* Exercise data *
####################
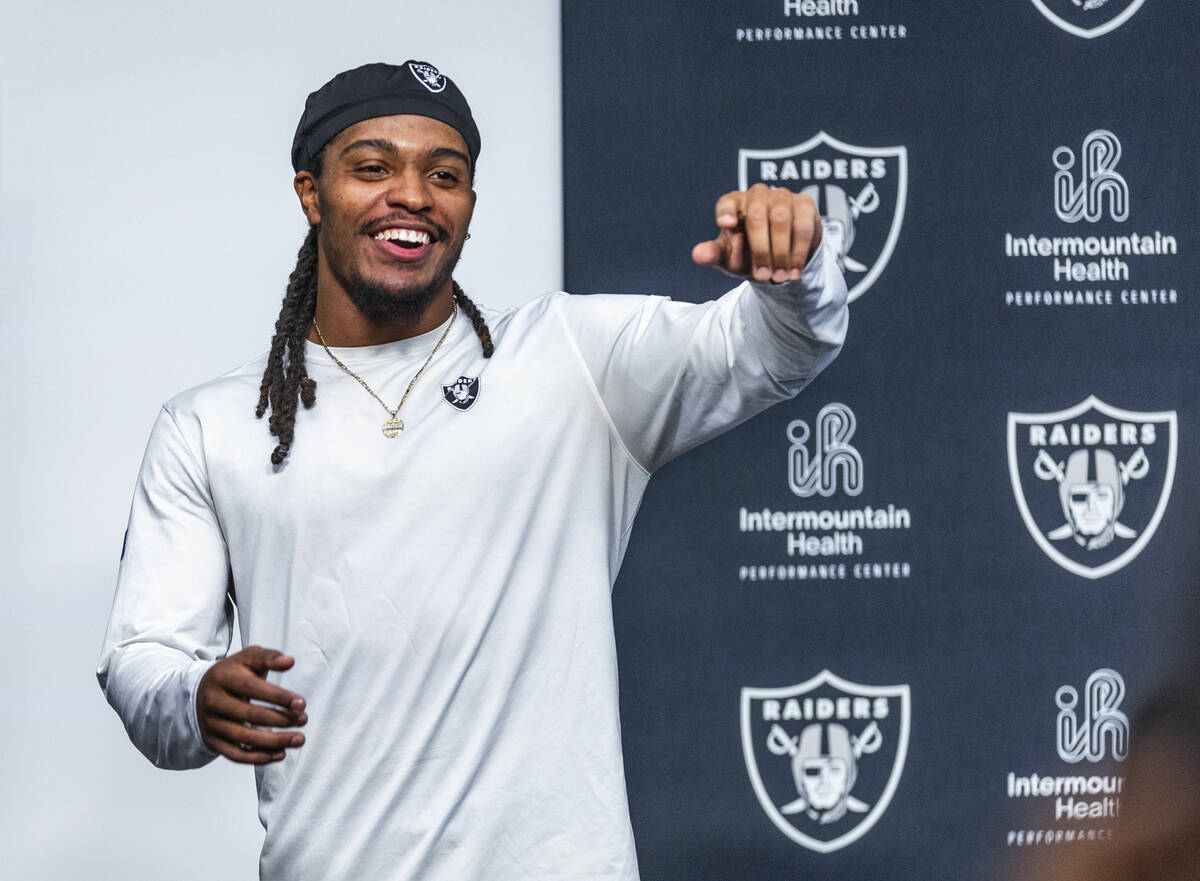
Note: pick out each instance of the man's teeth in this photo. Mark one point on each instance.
####################
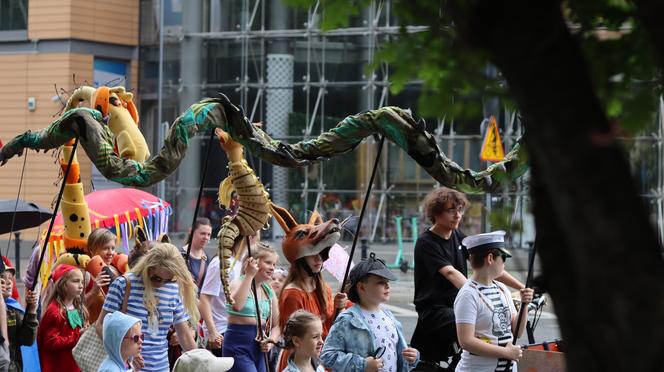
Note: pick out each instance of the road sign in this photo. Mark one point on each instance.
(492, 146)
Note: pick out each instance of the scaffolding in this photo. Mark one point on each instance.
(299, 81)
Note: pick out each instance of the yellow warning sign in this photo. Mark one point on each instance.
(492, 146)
####################
* Exercise task *
Locate every line in the data above that has the word "pick" in it, and copy each of those lines out in full.

* The response *
Note: pick out each instance of the man's teeth in this photo. Mark one point on each instance.
Note: pick out each instance of the road sign in this photo. Mark one point on each instance.
Note: pick out each instance of the scaffolding in this photo. Mark one point on each instance.
Note: pick out each instance of the yellow warning sign in this photo. Mark one point on each instance.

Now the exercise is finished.